══ Exercise materials ══

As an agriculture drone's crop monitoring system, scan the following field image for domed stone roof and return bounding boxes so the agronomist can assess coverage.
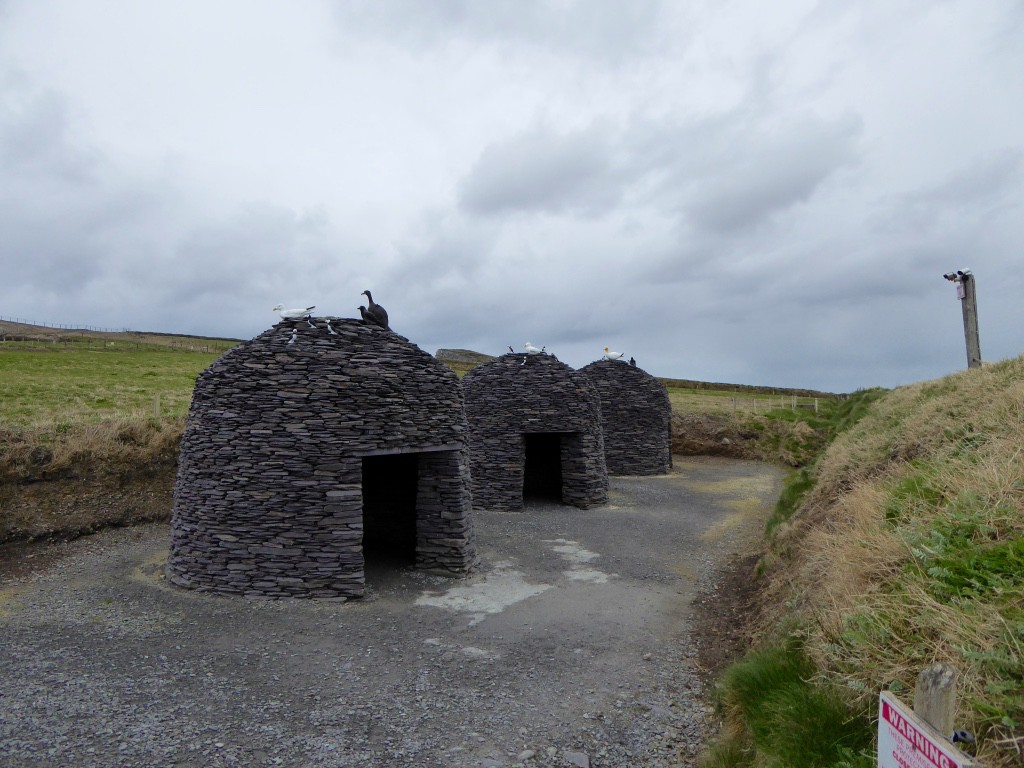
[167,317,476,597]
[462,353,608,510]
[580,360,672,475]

═══
══ Exercise materials ══

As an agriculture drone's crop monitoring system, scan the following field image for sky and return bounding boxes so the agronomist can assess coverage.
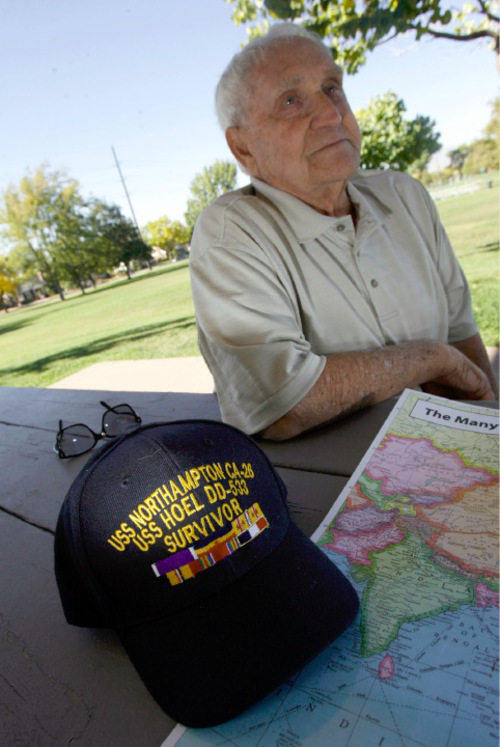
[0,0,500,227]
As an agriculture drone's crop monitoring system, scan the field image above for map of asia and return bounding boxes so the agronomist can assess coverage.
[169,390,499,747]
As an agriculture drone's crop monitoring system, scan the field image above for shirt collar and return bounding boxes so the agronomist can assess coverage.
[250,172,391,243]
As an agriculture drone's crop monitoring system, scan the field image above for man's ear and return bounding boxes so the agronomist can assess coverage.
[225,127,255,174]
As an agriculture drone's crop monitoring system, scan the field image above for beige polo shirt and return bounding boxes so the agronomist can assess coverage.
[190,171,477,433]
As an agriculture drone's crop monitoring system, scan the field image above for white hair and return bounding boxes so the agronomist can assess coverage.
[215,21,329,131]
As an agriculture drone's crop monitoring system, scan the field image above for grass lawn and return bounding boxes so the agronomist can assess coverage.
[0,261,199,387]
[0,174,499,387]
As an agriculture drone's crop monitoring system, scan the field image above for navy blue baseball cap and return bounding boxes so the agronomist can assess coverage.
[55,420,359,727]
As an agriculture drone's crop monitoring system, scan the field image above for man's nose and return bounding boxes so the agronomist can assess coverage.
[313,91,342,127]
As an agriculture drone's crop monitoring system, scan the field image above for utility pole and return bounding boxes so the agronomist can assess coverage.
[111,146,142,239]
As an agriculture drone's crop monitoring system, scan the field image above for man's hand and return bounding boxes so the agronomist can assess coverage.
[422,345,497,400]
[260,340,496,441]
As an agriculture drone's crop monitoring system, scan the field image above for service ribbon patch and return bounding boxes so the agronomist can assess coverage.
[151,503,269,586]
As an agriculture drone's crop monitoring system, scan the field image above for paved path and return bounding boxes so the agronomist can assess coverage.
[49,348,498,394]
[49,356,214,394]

═══
══ Exercise materials ══

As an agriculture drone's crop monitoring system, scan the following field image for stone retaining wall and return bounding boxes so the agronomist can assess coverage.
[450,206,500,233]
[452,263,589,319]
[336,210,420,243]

═══

How many lines in the records above contain the string "following"? Reply with the number alone.

3